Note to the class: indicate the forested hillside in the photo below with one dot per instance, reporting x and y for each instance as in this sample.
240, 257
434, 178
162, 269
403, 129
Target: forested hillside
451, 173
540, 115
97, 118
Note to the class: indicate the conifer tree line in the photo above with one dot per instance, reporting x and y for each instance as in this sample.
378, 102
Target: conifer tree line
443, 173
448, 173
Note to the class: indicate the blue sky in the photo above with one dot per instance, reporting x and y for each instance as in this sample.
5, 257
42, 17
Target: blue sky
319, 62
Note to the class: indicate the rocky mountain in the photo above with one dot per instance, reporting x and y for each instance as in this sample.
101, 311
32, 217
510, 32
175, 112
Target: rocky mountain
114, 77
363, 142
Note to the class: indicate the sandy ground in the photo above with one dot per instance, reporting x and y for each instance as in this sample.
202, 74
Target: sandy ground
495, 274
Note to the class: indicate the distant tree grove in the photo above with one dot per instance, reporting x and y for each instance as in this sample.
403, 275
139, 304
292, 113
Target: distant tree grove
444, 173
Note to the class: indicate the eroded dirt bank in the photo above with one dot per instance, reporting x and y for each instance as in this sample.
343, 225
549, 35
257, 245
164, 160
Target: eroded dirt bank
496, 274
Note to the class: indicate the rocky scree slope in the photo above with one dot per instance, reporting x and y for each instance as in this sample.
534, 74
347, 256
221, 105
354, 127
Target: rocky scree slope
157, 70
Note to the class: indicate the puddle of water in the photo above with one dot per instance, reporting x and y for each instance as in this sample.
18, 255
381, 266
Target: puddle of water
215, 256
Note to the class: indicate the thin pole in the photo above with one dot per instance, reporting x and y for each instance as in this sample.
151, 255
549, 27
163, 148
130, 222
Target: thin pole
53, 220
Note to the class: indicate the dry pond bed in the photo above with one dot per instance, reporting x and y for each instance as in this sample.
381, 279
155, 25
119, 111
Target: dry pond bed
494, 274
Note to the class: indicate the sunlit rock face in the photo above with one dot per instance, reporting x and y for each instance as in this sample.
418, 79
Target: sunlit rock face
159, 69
------------------------------------------------
> STATED GOAL: Render the records as a Markdown table with the columns Row and Line, beginning at the line that contains "Note to the class: indicate the dry" and continuing through the end of the records. Number each line in Row and omit any blank lines.

> THE RESULT:
| Row | Line |
|---|---|
| 1 | Note to the class: indicate the dry pond bed in the photo above with one dot per instance, reporting x and y for each instance as in this sample. |
| 2 | 381, 279 |
| 3 | 155, 25 |
| 4 | 119, 111 |
| 5 | Target: dry pond bed |
| 6 | 494, 274 |
| 7 | Note to the class: indicate the sunlit rock face in the photo above with one dot per instance, reporting x and y for each instance as in this sample. |
| 8 | 418, 79 |
| 9 | Target: sunlit rock face |
| 10 | 159, 69 |